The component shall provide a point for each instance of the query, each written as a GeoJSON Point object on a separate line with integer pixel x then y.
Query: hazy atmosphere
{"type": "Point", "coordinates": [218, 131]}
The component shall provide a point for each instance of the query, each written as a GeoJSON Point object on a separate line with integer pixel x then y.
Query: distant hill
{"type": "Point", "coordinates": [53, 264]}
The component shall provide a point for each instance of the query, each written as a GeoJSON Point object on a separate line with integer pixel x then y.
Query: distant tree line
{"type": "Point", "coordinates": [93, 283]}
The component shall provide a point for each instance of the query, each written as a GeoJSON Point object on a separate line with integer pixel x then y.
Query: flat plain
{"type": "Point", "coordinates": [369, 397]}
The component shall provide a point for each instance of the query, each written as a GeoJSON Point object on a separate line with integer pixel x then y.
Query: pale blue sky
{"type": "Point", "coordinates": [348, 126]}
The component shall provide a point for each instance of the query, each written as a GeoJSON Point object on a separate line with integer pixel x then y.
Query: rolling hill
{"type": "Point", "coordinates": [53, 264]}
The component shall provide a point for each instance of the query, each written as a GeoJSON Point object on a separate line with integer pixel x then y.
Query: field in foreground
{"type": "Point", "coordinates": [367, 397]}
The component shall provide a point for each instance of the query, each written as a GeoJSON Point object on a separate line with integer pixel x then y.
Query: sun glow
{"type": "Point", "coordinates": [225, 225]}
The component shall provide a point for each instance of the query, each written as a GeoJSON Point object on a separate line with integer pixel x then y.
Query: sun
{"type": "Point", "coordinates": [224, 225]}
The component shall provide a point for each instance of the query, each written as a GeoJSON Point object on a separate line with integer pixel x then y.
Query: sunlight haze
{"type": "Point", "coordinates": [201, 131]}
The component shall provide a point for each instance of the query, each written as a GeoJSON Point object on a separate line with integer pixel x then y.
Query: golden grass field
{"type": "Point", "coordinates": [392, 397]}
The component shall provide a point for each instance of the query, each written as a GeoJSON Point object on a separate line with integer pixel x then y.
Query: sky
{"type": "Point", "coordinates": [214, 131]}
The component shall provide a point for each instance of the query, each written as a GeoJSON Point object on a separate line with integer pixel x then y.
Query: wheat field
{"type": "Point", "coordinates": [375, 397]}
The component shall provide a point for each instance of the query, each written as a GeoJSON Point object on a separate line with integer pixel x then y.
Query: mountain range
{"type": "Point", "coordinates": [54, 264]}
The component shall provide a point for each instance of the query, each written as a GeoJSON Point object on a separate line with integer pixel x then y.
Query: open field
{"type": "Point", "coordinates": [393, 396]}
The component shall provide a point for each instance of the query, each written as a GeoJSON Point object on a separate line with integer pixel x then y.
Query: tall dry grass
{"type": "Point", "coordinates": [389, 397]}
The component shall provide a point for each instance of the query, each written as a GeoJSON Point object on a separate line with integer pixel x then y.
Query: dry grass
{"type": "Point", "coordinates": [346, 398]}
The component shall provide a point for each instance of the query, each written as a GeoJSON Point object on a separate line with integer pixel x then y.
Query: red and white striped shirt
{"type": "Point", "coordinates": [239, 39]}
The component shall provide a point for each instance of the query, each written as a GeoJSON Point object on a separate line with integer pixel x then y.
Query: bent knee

• **Stated problem**
Write out the whole listing again. Match it word for word.

• **Exercise response**
The component shall provide a point for each instance of the query, each written as a GeoJSON Point object on a separate line with integer pixel x then y.
Query: hazy atmosphere
{"type": "Point", "coordinates": [218, 131]}
The component shall provide a point for each instance of the query, each written as a GeoJSON Point object on a separate line with integer pixel x then y.
Query: distant hill
{"type": "Point", "coordinates": [53, 264]}
The component shall provide a point for each instance of the query, each written as a GeoJSON Point object on a separate line with integer pixel x then y.
Query: distant tree line
{"type": "Point", "coordinates": [93, 283]}
The component shall provide a point for each instance of the query, each written as a GeoJSON Point object on a separate line with integer pixel x then y.
Query: flat plain
{"type": "Point", "coordinates": [369, 397]}
The component shall provide a point for each instance of the query, each written as a GeoJSON Point object on a separate line with integer pixel x then y.
Query: pale blue sky
{"type": "Point", "coordinates": [348, 126]}
The component shall provide a point for each instance of the query, each written as a GeoJSON Point object on a separate line with integer pixel x then y.
Query: rolling hill
{"type": "Point", "coordinates": [53, 264]}
The component shall provide a point for each instance of the query, each written as a GeoJSON Point object on a separate line with integer pixel x then y.
Query: field in foreground
{"type": "Point", "coordinates": [367, 397]}
The component shall provide a point for each instance of the query, each written as a GeoJSON Point object on a separate line with integer pixel x then y.
Query: sun glow
{"type": "Point", "coordinates": [225, 225]}
The component shall provide a point for each instance of the query, each written as a GeoJSON Point object on a separate line with integer pixel x then y.
Query: sun
{"type": "Point", "coordinates": [224, 225]}
The component shall provide a point for each instance of the query, each written as a GeoJSON Point object on a separate line with integer pixel x then y.
Query: sunlight haze
{"type": "Point", "coordinates": [201, 131]}
The component shall provide a point for each instance of the query, each written as a GeoJSON Point object on a separate line with integer pixel x then y.
Query: golden grass field
{"type": "Point", "coordinates": [392, 397]}
The component shall provide a point for each instance of the query, each written as a GeoJSON Point object on a separate line with integer pixel x then y.
Query: sky
{"type": "Point", "coordinates": [214, 131]}
The component shall provide a point for each instance of the query, each written as a GeoJSON Point object on a separate line with integer pixel x then y.
Query: wheat field
{"type": "Point", "coordinates": [375, 397]}
The component shall provide a point for each instance of the query, each written as a GeoJSON Point object on a separate line with integer pixel x then y.
Query: mountain range
{"type": "Point", "coordinates": [54, 264]}
The component shall provide a point for each instance of the query, each written as a GeoJSON Point object on a separate line with integer pixel x then y.
Query: open field
{"type": "Point", "coordinates": [393, 396]}
The component shall provide a point for each instance of the query, each written as a GeoJSON Point object on a separate line with integer pixel x then y.
Query: tall dry grass
{"type": "Point", "coordinates": [389, 397]}
The component shall provide a point for each instance of the query, each written as a GeoJSON Point object on a separate line with integer pixel x then y.
Query: dry grass
{"type": "Point", "coordinates": [346, 398]}
The component shall provide a point for each instance of the query, each written as a GeoJSON Point object on a separate line with integer pixel x then y.
Query: red and white striped shirt
{"type": "Point", "coordinates": [239, 39]}
The component shall provide a point for each instance of the query, each written as a GeoJSON Point object on a separate line with integer pixel x then y.
Query: bent knee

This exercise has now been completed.